| Task objective |
Rescale the material from the line holding "For the evaluation set, locate every instance of the bird" through the line holding "x=249 y=327", inclusive. Copy every line in that span, but multiply each answer coordinate by 2.15 and round it to a whole number, with halves rounded up, leaving all other numbers and text unchanged and omitting the pictures.

| Supplied information |
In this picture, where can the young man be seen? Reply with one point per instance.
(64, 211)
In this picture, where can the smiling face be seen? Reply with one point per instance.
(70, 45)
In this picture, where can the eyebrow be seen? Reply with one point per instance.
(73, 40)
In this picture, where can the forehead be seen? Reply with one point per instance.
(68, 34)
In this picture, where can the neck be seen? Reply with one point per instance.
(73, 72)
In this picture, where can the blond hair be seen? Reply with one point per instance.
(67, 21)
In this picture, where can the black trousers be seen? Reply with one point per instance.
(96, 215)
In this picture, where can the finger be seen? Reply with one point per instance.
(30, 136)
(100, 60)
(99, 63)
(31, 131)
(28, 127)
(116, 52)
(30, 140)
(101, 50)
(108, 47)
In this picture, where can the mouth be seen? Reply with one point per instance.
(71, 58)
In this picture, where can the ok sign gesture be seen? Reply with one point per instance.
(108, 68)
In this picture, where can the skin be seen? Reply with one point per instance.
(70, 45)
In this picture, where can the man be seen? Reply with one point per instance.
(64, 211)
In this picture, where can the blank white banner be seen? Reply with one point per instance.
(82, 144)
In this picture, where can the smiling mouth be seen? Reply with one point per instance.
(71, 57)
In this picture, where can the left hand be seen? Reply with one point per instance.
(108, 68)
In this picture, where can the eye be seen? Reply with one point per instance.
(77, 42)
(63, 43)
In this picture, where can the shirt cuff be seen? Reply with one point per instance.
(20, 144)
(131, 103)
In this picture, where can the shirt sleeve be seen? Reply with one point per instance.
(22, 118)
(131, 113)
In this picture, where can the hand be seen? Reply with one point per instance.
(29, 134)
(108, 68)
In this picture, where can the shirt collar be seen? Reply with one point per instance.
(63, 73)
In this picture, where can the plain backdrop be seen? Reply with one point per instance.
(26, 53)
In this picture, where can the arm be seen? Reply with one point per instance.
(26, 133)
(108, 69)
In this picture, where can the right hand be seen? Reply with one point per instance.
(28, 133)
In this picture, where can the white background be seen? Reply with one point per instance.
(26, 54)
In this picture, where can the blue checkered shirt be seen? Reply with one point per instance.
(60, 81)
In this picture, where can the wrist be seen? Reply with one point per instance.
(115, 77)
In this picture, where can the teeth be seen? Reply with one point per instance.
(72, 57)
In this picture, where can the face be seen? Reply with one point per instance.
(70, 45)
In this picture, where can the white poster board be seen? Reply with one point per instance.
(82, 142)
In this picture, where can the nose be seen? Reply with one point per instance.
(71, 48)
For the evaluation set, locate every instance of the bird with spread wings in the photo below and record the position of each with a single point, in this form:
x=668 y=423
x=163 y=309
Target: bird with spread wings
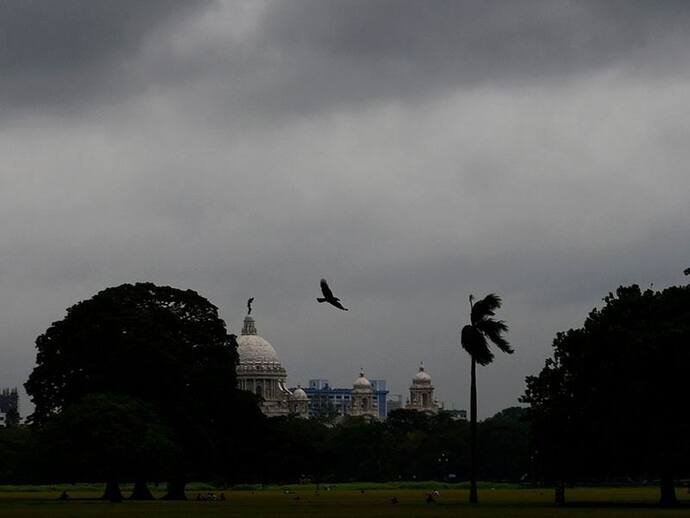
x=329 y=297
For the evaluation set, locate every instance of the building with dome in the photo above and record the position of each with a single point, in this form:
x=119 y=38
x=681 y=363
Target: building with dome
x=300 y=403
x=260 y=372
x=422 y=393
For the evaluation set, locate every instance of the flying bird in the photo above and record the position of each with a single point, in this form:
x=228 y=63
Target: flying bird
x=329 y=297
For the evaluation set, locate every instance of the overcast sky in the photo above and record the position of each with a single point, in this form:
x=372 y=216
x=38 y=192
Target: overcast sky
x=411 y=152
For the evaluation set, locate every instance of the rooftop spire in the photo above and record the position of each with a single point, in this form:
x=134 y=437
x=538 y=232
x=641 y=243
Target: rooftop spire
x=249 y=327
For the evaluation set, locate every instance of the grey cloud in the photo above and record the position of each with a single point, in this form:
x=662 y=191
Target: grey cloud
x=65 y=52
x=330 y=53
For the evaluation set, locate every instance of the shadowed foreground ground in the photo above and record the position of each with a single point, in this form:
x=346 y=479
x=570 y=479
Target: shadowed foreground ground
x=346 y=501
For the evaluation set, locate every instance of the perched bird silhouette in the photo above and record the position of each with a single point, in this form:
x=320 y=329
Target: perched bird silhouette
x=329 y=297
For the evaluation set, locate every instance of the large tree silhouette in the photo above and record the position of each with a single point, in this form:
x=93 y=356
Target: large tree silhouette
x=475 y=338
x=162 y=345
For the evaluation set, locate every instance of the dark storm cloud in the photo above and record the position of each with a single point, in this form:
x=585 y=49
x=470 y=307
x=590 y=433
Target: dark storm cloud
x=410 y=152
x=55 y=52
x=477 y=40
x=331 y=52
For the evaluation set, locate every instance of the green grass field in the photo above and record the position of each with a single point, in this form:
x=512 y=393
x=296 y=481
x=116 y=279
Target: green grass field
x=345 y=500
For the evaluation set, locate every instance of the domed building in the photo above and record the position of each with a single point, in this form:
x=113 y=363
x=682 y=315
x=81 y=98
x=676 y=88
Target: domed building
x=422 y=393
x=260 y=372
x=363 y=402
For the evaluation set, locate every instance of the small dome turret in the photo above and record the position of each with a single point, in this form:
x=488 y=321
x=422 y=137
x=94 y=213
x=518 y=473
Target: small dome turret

| Result |
For the evaluation set, locate every instance of the bird with spread wings in the photo below and record the position of each with a single point, in this form:
x=668 y=423
x=163 y=309
Target: bird with spread wings
x=707 y=639
For the evaluation set, locate every instance of the building with dome in the photo above and record the position of each with a single point, in this form:
x=119 y=38
x=681 y=363
Target: building with dome
x=645 y=866
x=559 y=800
x=907 y=845
For the evaluation set, locate every instance of the flying bird in the photo above and record the position of each with a single point, in this form:
x=228 y=63
Target: flying bird
x=707 y=639
For the evaluation set, locate every instance of the overcast sky in the photo above and record the position of each with a single point, in this form:
x=372 y=216
x=38 y=192
Target: overcast sky
x=884 y=327
For the evaluation set, locate every instance of the rooftop spire in the photo above and record the position of each with a single point, in this form:
x=134 y=437
x=538 y=232
x=641 y=243
Target: rooftop spire
x=535 y=703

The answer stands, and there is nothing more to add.